### Dataset rows

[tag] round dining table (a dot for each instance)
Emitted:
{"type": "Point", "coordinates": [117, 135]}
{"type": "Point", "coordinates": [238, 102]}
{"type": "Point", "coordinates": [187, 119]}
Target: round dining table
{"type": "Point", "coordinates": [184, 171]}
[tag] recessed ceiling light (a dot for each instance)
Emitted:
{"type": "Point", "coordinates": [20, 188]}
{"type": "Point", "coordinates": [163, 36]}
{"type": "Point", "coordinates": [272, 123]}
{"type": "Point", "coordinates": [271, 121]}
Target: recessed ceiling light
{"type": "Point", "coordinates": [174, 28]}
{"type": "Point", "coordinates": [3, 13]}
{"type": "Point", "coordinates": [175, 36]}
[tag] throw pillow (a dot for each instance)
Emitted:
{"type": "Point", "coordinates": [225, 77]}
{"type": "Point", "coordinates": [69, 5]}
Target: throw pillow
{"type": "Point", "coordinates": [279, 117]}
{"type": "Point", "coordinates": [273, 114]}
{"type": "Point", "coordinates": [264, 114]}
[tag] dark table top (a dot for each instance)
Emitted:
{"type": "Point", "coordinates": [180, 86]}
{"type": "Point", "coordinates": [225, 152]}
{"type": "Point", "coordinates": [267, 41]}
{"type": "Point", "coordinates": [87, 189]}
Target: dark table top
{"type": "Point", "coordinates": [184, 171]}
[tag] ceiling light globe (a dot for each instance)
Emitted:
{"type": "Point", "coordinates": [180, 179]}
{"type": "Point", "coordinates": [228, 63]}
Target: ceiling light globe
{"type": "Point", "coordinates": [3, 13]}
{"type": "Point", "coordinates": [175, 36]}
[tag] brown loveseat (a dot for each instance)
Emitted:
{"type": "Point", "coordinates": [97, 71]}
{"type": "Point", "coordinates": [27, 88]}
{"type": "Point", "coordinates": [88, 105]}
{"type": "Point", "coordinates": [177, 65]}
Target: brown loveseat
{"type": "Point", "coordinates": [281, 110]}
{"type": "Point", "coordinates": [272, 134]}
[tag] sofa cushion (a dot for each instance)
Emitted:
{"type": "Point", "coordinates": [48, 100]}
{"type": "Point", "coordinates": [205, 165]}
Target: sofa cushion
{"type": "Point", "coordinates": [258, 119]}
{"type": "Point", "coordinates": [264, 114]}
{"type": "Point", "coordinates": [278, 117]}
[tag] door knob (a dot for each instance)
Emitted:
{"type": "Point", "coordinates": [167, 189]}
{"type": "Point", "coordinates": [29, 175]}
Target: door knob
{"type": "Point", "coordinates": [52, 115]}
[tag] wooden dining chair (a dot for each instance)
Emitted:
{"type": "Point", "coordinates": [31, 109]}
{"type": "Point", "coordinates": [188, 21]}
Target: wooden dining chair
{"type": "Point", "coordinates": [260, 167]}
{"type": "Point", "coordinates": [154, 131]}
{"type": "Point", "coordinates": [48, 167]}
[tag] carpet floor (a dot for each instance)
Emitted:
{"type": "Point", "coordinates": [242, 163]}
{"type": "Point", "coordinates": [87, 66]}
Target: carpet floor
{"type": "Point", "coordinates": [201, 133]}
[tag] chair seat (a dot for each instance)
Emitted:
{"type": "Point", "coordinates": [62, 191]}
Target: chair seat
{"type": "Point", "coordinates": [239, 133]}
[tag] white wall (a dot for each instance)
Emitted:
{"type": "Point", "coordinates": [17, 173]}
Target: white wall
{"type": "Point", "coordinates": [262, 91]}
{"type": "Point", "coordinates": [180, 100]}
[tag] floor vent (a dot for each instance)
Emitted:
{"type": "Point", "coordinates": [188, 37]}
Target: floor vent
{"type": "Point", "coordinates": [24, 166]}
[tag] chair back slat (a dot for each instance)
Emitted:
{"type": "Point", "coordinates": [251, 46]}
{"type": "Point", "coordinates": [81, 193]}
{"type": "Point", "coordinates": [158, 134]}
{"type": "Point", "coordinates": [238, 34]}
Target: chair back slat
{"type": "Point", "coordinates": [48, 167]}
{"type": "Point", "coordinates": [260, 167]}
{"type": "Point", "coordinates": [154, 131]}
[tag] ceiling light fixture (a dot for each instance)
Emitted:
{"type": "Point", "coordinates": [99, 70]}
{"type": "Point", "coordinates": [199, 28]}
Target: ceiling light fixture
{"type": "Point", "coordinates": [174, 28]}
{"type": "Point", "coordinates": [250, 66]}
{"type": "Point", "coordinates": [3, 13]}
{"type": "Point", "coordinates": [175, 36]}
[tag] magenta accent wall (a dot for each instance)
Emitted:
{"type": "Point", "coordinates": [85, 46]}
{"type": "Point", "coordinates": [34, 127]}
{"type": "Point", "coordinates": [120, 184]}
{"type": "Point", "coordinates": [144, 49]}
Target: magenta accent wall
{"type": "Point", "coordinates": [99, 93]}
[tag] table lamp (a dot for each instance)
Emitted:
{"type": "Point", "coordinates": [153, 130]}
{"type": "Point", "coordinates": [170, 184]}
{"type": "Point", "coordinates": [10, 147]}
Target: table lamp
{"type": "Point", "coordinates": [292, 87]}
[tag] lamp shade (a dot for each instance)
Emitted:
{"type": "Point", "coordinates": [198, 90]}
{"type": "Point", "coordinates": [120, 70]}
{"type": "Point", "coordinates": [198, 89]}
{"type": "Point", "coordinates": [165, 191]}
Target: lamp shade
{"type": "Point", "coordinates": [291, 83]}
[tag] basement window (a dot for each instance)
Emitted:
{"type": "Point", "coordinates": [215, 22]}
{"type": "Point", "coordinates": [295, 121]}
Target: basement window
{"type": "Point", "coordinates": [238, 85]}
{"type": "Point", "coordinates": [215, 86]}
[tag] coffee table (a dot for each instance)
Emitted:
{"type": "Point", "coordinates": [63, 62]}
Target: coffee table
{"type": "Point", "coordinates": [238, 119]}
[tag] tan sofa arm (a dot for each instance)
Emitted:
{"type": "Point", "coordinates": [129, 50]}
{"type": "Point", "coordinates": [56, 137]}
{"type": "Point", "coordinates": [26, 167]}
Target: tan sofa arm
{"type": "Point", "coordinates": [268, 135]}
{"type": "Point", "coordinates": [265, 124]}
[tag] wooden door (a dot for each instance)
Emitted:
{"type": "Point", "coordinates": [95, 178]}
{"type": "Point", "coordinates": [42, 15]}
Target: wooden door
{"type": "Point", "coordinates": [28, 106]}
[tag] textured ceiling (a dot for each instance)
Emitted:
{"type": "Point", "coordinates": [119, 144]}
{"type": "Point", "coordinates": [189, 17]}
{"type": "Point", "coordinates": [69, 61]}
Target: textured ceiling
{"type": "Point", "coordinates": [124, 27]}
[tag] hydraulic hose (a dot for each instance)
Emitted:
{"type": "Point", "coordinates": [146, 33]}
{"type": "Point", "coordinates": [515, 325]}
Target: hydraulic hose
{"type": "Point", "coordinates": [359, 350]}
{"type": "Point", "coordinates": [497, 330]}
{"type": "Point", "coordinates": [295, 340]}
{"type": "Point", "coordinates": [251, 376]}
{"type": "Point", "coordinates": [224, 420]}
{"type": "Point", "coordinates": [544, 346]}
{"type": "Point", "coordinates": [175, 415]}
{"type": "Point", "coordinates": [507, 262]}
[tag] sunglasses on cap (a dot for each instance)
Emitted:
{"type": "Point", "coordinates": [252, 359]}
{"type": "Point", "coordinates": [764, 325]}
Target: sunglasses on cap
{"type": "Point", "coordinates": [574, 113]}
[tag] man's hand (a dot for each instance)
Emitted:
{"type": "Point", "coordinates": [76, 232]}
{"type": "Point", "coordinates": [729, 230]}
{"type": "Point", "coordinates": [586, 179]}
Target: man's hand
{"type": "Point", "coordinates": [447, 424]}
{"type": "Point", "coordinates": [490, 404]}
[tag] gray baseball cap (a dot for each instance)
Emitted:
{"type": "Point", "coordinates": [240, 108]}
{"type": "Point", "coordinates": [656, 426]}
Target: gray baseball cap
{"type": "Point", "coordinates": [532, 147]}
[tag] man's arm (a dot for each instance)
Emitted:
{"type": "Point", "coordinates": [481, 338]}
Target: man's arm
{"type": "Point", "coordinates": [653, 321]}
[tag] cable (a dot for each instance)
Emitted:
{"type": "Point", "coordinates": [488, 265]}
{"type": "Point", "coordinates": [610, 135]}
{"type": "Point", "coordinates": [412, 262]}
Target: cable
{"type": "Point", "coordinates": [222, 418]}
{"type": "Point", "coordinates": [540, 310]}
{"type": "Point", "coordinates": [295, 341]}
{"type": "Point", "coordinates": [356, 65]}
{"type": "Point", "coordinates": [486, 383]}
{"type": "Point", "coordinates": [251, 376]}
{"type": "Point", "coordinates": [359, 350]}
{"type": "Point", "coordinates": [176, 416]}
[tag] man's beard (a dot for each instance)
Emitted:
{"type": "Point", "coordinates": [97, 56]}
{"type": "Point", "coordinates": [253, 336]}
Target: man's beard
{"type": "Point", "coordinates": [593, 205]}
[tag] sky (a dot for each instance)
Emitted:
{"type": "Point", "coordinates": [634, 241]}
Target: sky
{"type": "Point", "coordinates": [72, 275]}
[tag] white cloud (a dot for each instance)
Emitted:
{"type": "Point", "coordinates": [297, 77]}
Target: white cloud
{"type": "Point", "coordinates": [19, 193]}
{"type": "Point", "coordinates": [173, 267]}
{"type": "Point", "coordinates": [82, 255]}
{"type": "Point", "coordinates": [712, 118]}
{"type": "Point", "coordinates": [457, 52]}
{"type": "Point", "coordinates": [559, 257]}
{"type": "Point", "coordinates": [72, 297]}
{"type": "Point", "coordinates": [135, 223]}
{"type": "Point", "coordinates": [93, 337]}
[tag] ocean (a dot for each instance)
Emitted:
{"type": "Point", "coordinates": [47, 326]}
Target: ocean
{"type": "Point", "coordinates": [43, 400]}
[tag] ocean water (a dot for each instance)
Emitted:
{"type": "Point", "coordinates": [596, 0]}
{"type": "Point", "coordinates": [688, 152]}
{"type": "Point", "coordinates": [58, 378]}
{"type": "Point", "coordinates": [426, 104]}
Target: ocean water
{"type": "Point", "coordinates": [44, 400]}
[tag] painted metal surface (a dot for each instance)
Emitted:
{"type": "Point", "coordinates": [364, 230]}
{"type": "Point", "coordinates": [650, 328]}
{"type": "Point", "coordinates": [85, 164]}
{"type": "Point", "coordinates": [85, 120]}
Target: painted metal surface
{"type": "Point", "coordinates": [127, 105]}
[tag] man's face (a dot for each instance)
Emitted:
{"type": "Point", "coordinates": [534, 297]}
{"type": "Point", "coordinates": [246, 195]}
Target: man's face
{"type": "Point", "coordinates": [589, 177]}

######

What to do:
Repeat precisely the lines of the data starting at the one containing "[tag] ocean water (a dot for each instance)", last line included.

Final result:
[tag] ocean water (a dot for each instance)
Emitted:
{"type": "Point", "coordinates": [596, 0]}
{"type": "Point", "coordinates": [688, 152]}
{"type": "Point", "coordinates": [58, 378]}
{"type": "Point", "coordinates": [426, 104]}
Target: ocean water
{"type": "Point", "coordinates": [44, 400]}
[tag] painted metal surface (a dot for each instance)
Emitted:
{"type": "Point", "coordinates": [364, 230]}
{"type": "Point", "coordinates": [650, 328]}
{"type": "Point", "coordinates": [85, 164]}
{"type": "Point", "coordinates": [85, 120]}
Target: painted metal surface
{"type": "Point", "coordinates": [127, 105]}
[tag] man's face (a dot for each instance)
Emitted:
{"type": "Point", "coordinates": [534, 297]}
{"type": "Point", "coordinates": [246, 195]}
Target: man's face
{"type": "Point", "coordinates": [589, 177]}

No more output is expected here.